Requests —
A – Pull out the passage of the indexing reply from "At 05:39 AM" to "and no descriptions?".
B – In the indexing reply, list the text inside each <h3> heading of the sample HTML.

At 05:39 AM 01/24/02 -0800, Rich Thomas wrote:
>I've included my confg file and a sample of results.
Thanks!
>Why do I get Null
>titles and no descriptions?
Titles work, so I'd need to see your CGI script. But you don't have a
<body> tag, and the basic HTML parser is not smart enough to fix your
broken HTML.
> head rich.html
<title> E/E/F/8/403 University at Buffalo Libraries Web Catalog</title> <br>
<h3>
United States. Bureau of Land Management.</h3> <br>
<h3>
BLM Wyoming fishing opportunities / United States Department of the
Interior, Bureau of Land Management.</h3> <br>
<h3>
Wyoming fishing opportunities</h3> <br>
<h3>
Title within map border: Fishing opportunities [place] Wyoming</h3> <br>
> cat rich.conf
StoreDescription HTML <body> 5000
> ./swish-e -c rich.conf -i rich.html -v 0
Indexing Data Source: "File-System"
Indexing done!

Data rows —

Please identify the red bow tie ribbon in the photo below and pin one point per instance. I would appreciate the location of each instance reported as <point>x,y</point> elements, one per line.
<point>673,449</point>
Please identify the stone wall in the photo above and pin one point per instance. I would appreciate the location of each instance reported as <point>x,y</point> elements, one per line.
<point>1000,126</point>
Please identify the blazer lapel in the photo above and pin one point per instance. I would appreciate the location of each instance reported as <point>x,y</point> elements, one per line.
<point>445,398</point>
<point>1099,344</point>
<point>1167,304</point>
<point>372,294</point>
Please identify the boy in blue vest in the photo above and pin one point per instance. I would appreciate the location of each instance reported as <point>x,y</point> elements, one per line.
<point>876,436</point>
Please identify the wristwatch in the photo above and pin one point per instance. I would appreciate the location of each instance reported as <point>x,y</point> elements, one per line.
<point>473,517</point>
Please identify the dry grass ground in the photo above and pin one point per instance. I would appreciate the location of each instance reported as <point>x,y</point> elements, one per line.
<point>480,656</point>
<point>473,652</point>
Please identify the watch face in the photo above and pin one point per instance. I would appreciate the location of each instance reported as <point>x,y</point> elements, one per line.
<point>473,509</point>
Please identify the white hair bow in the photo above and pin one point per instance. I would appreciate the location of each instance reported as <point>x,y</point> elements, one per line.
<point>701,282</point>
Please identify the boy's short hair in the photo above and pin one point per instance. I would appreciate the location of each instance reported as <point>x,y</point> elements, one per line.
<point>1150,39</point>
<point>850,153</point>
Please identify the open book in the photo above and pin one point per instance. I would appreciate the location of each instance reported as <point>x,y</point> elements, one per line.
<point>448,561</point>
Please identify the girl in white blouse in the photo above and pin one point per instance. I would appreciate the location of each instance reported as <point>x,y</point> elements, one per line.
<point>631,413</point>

Answers per task —
A –
At 05:39 AM 01/24/02 -0800, Rich Thomas wrote:
>I've included my confg file and a sample of results.
Thanks!
>Why do I get Null
>titles and no descriptions?

B –
- United States. Bureau of Land Management.
- BLM Wyoming fishing opportunities / United States Department of the Interior, Bureau of Land Management.
- Wyoming fishing opportunities
- Title within map border: Fishing opportunities [place] Wyoming